DATA ROWS:
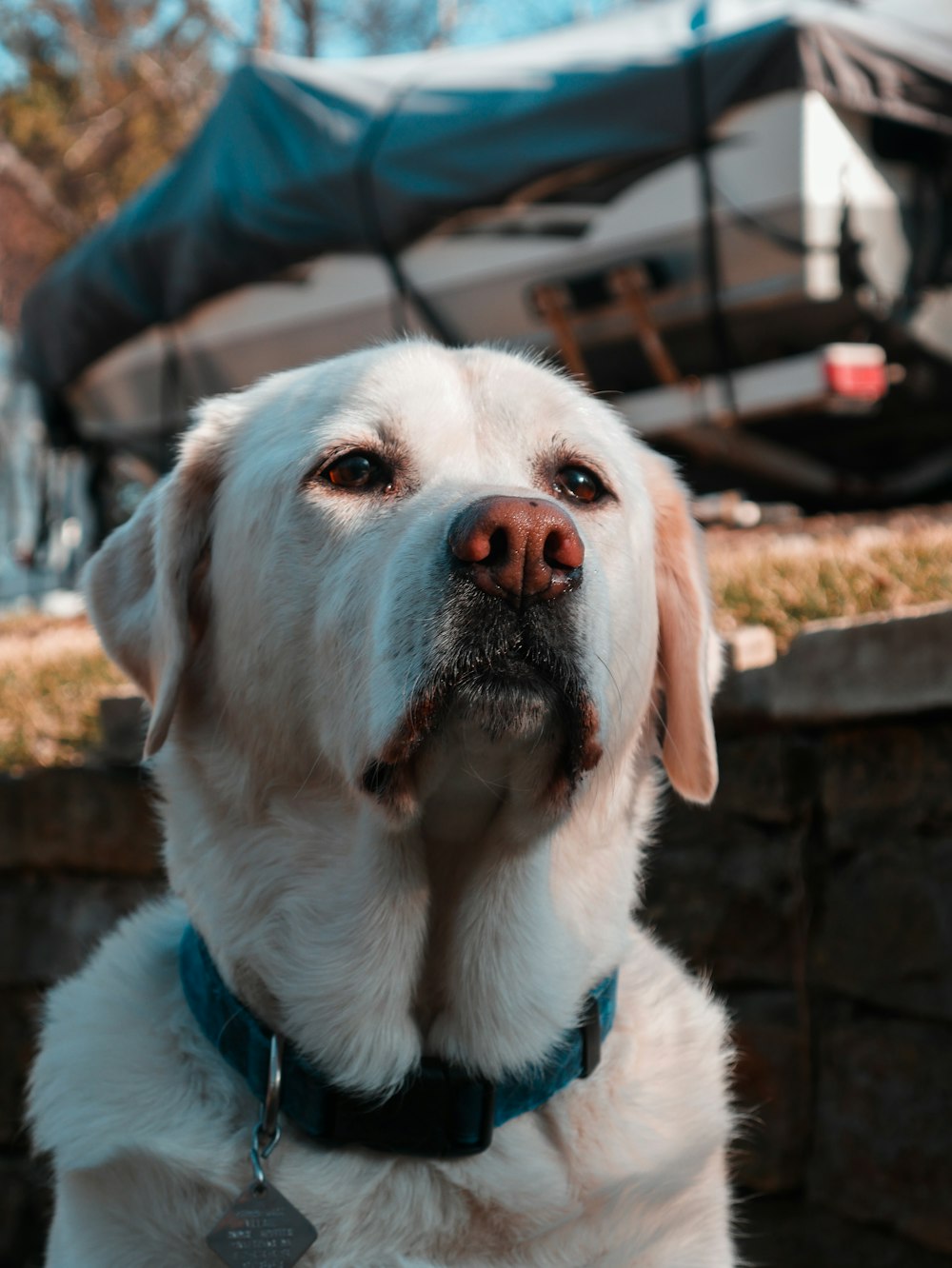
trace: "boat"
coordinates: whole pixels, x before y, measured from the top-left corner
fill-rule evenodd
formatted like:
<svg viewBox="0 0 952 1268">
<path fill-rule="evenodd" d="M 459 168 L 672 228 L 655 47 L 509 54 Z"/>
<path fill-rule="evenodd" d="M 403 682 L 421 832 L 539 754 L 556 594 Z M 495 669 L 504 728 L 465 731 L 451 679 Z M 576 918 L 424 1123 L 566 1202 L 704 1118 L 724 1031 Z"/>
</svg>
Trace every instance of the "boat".
<svg viewBox="0 0 952 1268">
<path fill-rule="evenodd" d="M 897 465 L 915 491 L 952 474 L 951 158 L 942 0 L 658 0 L 489 48 L 259 53 L 28 297 L 23 364 L 55 435 L 158 472 L 196 401 L 262 374 L 394 332 L 505 342 L 676 450 L 734 427 L 749 476 L 782 482 L 800 444 L 807 493 L 886 496 Z M 809 392 L 752 396 L 804 359 Z M 847 361 L 875 391 L 833 385 Z"/>
</svg>

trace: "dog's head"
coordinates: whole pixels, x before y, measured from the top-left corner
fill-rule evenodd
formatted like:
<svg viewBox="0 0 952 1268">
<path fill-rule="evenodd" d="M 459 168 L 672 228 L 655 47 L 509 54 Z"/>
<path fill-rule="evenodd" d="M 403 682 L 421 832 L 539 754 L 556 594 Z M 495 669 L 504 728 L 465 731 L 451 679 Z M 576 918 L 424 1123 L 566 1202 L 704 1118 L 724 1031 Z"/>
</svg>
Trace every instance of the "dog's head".
<svg viewBox="0 0 952 1268">
<path fill-rule="evenodd" d="M 503 353 L 394 345 L 208 402 L 86 590 L 152 704 L 150 756 L 171 737 L 401 815 L 468 728 L 543 754 L 564 805 L 663 695 L 672 784 L 714 794 L 682 489 L 608 407 Z"/>
</svg>

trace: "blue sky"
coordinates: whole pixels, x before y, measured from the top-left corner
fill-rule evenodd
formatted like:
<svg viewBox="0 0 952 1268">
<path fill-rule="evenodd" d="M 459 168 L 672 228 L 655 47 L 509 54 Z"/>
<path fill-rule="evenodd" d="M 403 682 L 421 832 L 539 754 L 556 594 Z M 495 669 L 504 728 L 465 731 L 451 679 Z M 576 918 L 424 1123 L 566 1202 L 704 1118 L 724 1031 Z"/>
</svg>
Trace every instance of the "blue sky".
<svg viewBox="0 0 952 1268">
<path fill-rule="evenodd" d="M 28 0 L 0 0 L 8 13 L 25 8 Z M 170 8 L 175 0 L 167 0 Z M 254 42 L 256 0 L 214 0 L 215 8 L 237 32 L 233 46 L 223 43 L 221 60 L 223 70 L 238 56 L 238 52 Z M 511 39 L 546 27 L 570 22 L 573 16 L 597 16 L 619 8 L 624 0 L 460 0 L 464 11 L 454 43 L 493 43 L 498 39 Z M 399 4 L 399 0 L 394 0 Z M 279 30 L 284 37 L 281 43 L 289 52 L 297 52 L 294 22 L 286 10 L 280 11 Z M 325 56 L 352 57 L 361 52 L 346 30 L 332 34 L 325 48 Z M 16 62 L 0 43 L 0 86 L 11 81 L 16 74 Z"/>
</svg>

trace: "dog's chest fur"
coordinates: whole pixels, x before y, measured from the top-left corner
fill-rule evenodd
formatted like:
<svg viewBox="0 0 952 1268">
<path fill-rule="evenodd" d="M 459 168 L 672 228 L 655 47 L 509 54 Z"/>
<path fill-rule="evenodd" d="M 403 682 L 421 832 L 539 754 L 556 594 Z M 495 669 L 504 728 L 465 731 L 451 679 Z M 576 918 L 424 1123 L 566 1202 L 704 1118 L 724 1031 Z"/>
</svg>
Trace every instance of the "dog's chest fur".
<svg viewBox="0 0 952 1268">
<path fill-rule="evenodd" d="M 169 1264 L 179 1245 L 176 1262 L 213 1268 L 194 1248 L 251 1178 L 257 1106 L 181 999 L 184 921 L 177 902 L 143 909 L 49 1003 L 37 1083 L 51 1092 L 34 1103 L 37 1140 L 76 1169 L 77 1201 L 95 1194 L 95 1206 L 123 1213 L 115 1227 L 86 1221 L 103 1239 L 103 1265 Z M 666 1264 L 728 1262 L 725 1069 L 709 1059 L 723 1036 L 709 994 L 633 929 L 602 1066 L 583 1094 L 572 1085 L 498 1129 L 491 1156 L 341 1154 L 285 1131 L 269 1175 L 318 1229 L 302 1264 L 621 1268 L 662 1253 Z"/>
</svg>

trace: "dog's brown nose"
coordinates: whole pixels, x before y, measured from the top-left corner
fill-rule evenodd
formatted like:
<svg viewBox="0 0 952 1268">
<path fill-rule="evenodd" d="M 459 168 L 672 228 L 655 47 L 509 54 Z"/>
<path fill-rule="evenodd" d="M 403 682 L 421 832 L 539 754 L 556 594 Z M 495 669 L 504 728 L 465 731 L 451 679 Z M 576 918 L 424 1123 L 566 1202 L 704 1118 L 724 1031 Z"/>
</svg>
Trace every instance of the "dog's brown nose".
<svg viewBox="0 0 952 1268">
<path fill-rule="evenodd" d="M 559 598 L 582 583 L 582 545 L 559 506 L 531 497 L 484 497 L 453 521 L 458 567 L 513 607 Z"/>
</svg>

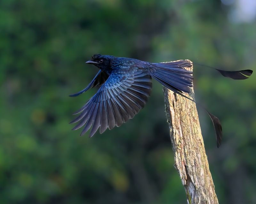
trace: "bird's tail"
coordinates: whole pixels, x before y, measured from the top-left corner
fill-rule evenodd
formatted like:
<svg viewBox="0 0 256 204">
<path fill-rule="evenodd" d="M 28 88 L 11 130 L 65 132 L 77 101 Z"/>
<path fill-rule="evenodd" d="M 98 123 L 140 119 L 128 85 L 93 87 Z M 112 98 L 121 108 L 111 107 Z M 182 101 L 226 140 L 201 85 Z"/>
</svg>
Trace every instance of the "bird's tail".
<svg viewBox="0 0 256 204">
<path fill-rule="evenodd" d="M 193 72 L 185 67 L 192 64 L 188 60 L 165 63 L 152 63 L 149 74 L 165 87 L 174 91 L 190 92 L 193 86 Z"/>
</svg>

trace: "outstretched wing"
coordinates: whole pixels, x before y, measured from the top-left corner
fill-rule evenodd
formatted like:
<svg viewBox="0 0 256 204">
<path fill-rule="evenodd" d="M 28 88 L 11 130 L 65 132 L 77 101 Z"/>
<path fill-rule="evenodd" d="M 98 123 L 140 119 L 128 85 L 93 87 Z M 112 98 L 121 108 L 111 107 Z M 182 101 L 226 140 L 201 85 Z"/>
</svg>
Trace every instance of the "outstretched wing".
<svg viewBox="0 0 256 204">
<path fill-rule="evenodd" d="M 91 83 L 89 84 L 89 85 L 86 88 L 77 93 L 70 95 L 69 96 L 71 97 L 77 96 L 81 94 L 84 93 L 91 88 L 93 88 L 97 86 L 101 86 L 107 80 L 107 79 L 108 78 L 108 75 L 105 72 L 100 70 L 99 72 L 97 73 L 96 76 L 93 78 L 91 82 Z"/>
<path fill-rule="evenodd" d="M 138 68 L 137 68 L 137 70 Z M 72 130 L 85 125 L 81 135 L 92 126 L 92 137 L 100 127 L 101 134 L 132 118 L 143 108 L 152 87 L 151 77 L 141 70 L 111 74 L 97 93 L 75 113 L 80 115 L 70 122 L 80 123 Z"/>
</svg>

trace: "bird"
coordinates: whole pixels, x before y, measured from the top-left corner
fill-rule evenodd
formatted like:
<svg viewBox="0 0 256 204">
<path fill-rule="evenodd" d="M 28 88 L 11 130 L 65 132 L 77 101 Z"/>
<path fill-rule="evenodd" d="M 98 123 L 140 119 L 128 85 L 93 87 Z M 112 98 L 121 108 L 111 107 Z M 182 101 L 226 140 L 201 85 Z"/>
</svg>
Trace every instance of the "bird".
<svg viewBox="0 0 256 204">
<path fill-rule="evenodd" d="M 111 130 L 115 126 L 119 127 L 133 118 L 144 107 L 150 95 L 152 78 L 174 92 L 196 102 L 183 94 L 190 92 L 193 87 L 193 72 L 185 68 L 192 65 L 188 60 L 151 63 L 96 54 L 85 63 L 93 64 L 100 70 L 86 88 L 69 96 L 76 96 L 95 87 L 99 88 L 94 95 L 74 113 L 80 114 L 70 122 L 79 122 L 72 130 L 84 126 L 81 135 L 92 127 L 89 136 L 91 137 L 99 128 L 101 134 L 108 128 Z M 247 79 L 252 73 L 250 70 L 229 71 L 214 68 L 223 76 L 235 79 Z M 222 138 L 221 125 L 217 117 L 206 111 L 213 122 L 219 147 Z"/>
</svg>

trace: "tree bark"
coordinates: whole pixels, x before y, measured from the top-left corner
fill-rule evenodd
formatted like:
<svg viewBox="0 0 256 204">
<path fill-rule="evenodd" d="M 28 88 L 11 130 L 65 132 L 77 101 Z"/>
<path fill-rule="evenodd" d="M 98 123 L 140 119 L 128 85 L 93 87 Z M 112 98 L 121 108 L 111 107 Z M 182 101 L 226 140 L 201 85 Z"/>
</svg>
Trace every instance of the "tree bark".
<svg viewBox="0 0 256 204">
<path fill-rule="evenodd" d="M 193 68 L 192 66 L 186 69 L 192 71 Z M 174 166 L 185 188 L 188 203 L 219 203 L 196 104 L 165 87 L 163 90 Z M 193 88 L 189 94 L 183 94 L 195 99 Z"/>
</svg>

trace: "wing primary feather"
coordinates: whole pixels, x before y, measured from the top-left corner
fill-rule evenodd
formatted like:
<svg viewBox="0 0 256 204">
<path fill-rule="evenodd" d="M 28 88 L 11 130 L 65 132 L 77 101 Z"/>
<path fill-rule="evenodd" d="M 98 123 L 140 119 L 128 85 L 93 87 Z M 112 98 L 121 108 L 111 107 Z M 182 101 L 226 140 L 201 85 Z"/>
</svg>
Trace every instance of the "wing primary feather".
<svg viewBox="0 0 256 204">
<path fill-rule="evenodd" d="M 102 102 L 98 103 L 95 118 L 90 132 L 89 137 L 91 138 L 95 134 L 97 130 L 100 125 L 101 119 L 101 112 L 102 111 Z"/>
<path fill-rule="evenodd" d="M 83 131 L 82 131 L 82 132 L 81 132 L 81 134 L 80 134 L 80 135 L 82 136 L 84 134 L 85 132 L 88 131 L 88 130 L 90 129 L 90 128 L 92 126 L 92 123 L 93 123 L 93 121 L 95 120 L 95 117 L 96 116 L 96 113 L 97 112 L 97 109 L 98 109 L 98 103 L 97 103 L 97 104 L 95 104 L 94 107 L 92 110 L 92 113 L 91 114 L 91 115 L 90 115 L 90 116 L 89 117 L 89 119 L 87 121 L 86 125 L 85 125 L 84 127 L 84 129 L 83 130 Z"/>
<path fill-rule="evenodd" d="M 102 102 L 101 121 L 100 123 L 100 134 L 103 133 L 107 130 L 108 125 L 108 118 L 106 101 L 104 101 Z"/>
<path fill-rule="evenodd" d="M 116 126 L 116 117 L 109 99 L 106 101 L 106 103 L 108 117 L 108 129 L 111 130 Z"/>
<path fill-rule="evenodd" d="M 113 109 L 115 116 L 116 117 L 116 124 L 117 127 L 119 127 L 123 124 L 124 119 L 121 115 L 118 107 L 116 104 L 115 101 L 113 98 L 109 99 L 112 108 Z"/>
<path fill-rule="evenodd" d="M 86 123 L 87 121 L 89 119 L 90 116 L 92 114 L 92 112 L 93 110 L 94 107 L 95 106 L 95 104 L 92 104 L 92 105 L 90 107 L 90 110 L 88 110 L 88 111 L 86 113 L 86 114 L 84 115 L 84 116 L 83 118 L 82 121 L 75 126 L 73 129 L 72 130 L 77 130 L 80 128 L 80 127 L 84 126 L 84 124 Z"/>
</svg>

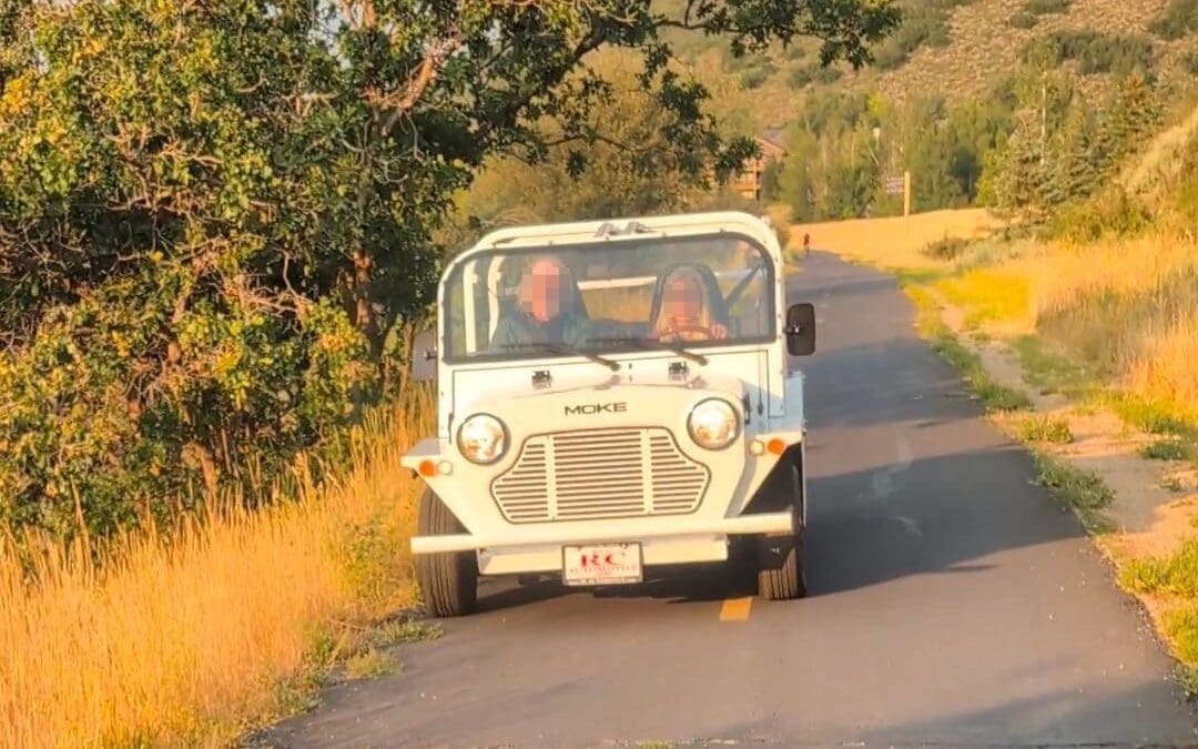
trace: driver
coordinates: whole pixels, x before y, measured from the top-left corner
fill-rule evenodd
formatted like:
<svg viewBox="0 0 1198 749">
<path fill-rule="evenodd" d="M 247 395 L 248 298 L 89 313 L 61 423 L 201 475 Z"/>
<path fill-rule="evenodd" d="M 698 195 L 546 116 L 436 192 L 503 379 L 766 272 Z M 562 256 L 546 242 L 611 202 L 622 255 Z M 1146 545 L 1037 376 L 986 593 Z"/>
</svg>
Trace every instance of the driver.
<svg viewBox="0 0 1198 749">
<path fill-rule="evenodd" d="M 712 300 L 698 271 L 680 267 L 661 284 L 661 312 L 654 336 L 658 340 L 724 340 L 728 328 L 712 310 Z"/>
<path fill-rule="evenodd" d="M 531 344 L 576 346 L 587 337 L 587 320 L 570 268 L 555 256 L 530 262 L 520 277 L 520 309 L 495 328 L 491 348 L 519 349 Z"/>
</svg>

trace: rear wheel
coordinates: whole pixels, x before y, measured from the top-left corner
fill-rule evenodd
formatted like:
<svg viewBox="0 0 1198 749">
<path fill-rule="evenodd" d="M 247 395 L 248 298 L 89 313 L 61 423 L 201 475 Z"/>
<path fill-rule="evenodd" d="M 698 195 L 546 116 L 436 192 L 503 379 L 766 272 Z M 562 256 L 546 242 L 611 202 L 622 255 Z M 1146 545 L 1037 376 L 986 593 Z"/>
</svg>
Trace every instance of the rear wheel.
<svg viewBox="0 0 1198 749">
<path fill-rule="evenodd" d="M 431 489 L 420 496 L 417 527 L 420 536 L 452 536 L 466 530 Z M 418 555 L 416 581 L 431 616 L 462 616 L 478 608 L 478 557 L 473 551 Z"/>
</svg>

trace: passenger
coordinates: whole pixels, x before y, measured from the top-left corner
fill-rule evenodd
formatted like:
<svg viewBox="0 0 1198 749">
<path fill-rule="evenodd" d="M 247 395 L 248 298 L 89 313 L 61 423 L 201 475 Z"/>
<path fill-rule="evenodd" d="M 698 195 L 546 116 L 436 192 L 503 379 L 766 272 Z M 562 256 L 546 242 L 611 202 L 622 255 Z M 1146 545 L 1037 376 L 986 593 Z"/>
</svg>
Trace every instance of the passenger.
<svg viewBox="0 0 1198 749">
<path fill-rule="evenodd" d="M 661 308 L 654 333 L 658 340 L 724 340 L 728 328 L 714 309 L 712 292 L 692 267 L 676 268 L 661 283 Z"/>
<path fill-rule="evenodd" d="M 537 258 L 520 277 L 519 310 L 495 328 L 491 349 L 516 350 L 534 344 L 576 346 L 587 338 L 582 297 L 570 268 L 558 258 Z"/>
</svg>

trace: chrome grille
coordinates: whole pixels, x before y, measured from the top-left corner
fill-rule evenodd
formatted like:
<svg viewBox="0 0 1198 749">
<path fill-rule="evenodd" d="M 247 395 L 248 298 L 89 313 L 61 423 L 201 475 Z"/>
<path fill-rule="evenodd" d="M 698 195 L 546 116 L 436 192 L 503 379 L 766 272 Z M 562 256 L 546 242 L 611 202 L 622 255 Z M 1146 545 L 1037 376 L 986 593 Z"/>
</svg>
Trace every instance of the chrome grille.
<svg viewBox="0 0 1198 749">
<path fill-rule="evenodd" d="M 512 523 L 678 515 L 708 481 L 667 429 L 594 429 L 528 437 L 491 494 Z"/>
</svg>

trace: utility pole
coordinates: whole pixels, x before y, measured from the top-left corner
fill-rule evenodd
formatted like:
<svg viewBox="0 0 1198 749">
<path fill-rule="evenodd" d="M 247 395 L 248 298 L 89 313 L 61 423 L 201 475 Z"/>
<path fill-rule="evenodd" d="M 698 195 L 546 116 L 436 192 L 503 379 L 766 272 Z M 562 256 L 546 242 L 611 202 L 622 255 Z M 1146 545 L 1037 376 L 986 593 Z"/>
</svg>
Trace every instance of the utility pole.
<svg viewBox="0 0 1198 749">
<path fill-rule="evenodd" d="M 902 223 L 903 231 L 907 235 L 907 242 L 910 242 L 910 169 L 906 169 L 902 173 Z"/>
<path fill-rule="evenodd" d="M 910 217 L 910 170 L 902 173 L 902 215 Z"/>
<path fill-rule="evenodd" d="M 1045 165 L 1045 149 L 1048 143 L 1048 73 L 1040 75 L 1040 165 Z"/>
</svg>

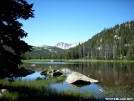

EXERCISE: State how many lines of the data contain the string "wing", with case counting. Reply with the number alone.

RESULT OF THE EXERCISE: 4